§ RECORD EXTRACTS
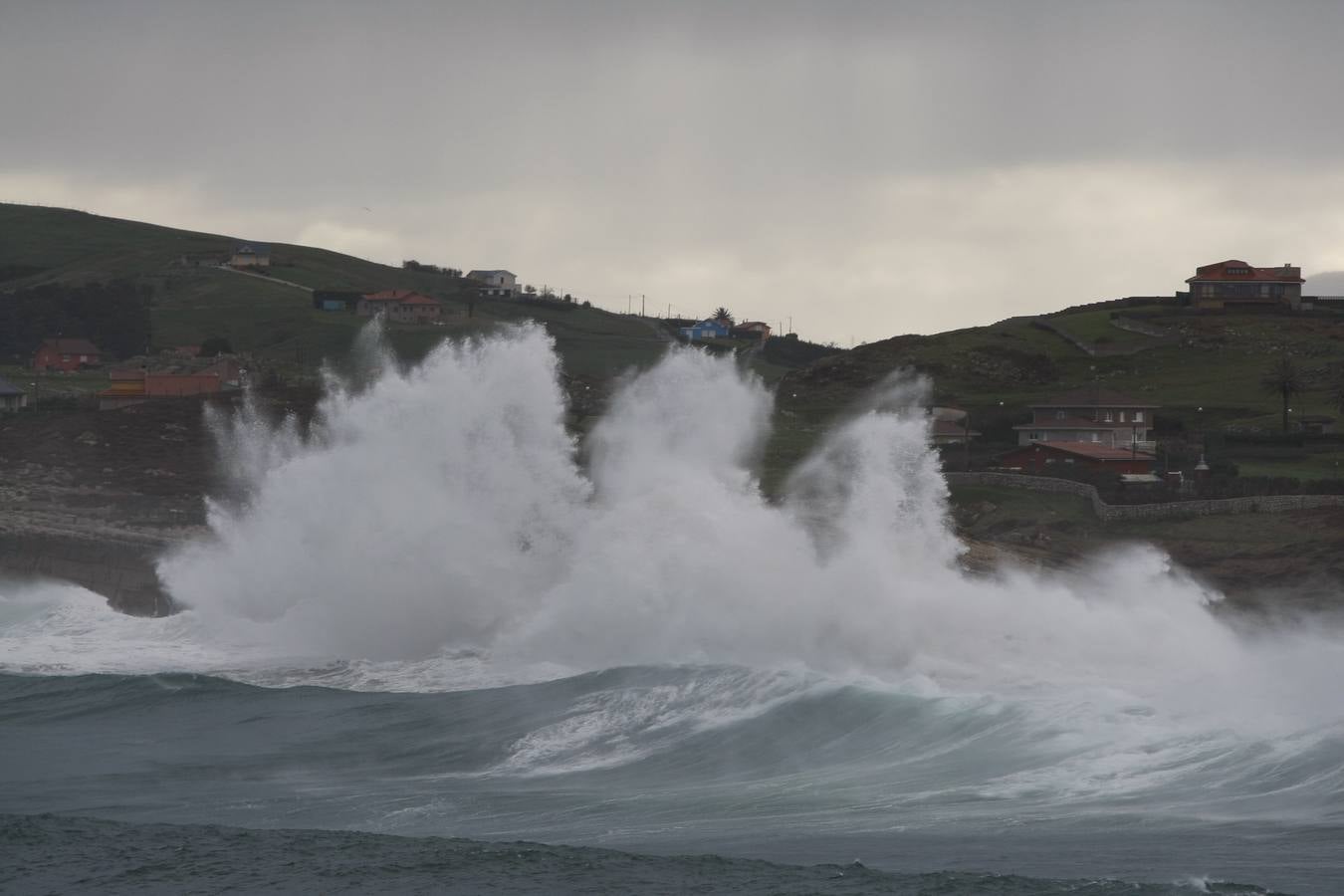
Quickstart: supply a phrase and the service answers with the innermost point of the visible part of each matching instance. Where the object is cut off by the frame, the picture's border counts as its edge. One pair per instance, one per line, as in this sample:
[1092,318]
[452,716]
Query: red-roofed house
[1236,284]
[65,354]
[1095,415]
[1050,457]
[400,305]
[138,385]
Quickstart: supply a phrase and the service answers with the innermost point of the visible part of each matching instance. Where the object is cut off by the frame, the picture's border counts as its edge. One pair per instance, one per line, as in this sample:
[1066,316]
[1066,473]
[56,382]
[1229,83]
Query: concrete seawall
[1106,512]
[119,569]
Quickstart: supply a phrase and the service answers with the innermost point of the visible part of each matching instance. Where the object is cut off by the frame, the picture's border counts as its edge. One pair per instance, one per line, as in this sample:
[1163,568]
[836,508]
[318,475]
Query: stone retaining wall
[1108,512]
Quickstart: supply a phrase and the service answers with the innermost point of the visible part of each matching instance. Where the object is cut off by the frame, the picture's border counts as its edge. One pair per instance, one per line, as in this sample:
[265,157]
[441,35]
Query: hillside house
[709,328]
[1059,457]
[1233,284]
[250,256]
[498,283]
[400,305]
[752,330]
[134,385]
[951,426]
[336,300]
[66,354]
[11,396]
[1095,415]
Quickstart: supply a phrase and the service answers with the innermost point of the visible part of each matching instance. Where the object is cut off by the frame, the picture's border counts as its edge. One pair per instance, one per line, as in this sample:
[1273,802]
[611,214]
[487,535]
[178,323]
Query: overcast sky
[867,168]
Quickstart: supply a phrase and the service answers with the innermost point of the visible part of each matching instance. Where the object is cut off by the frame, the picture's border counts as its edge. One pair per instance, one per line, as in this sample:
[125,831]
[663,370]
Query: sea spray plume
[249,443]
[426,511]
[442,507]
[875,477]
[686,561]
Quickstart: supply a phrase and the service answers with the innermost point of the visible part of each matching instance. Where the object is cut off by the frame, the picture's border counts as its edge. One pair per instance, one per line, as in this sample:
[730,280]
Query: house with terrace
[1095,415]
[1233,284]
[400,305]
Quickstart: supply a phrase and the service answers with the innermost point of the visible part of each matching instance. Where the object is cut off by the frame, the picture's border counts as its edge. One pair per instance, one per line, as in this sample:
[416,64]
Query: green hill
[272,316]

§ TASK DIRECTIONS
Please find every line above that contains the word "house", and copy each of those lines out in full.

§ TASK ANSWER
Query: red-roofed house
Query: hillside house
Query: house with terrace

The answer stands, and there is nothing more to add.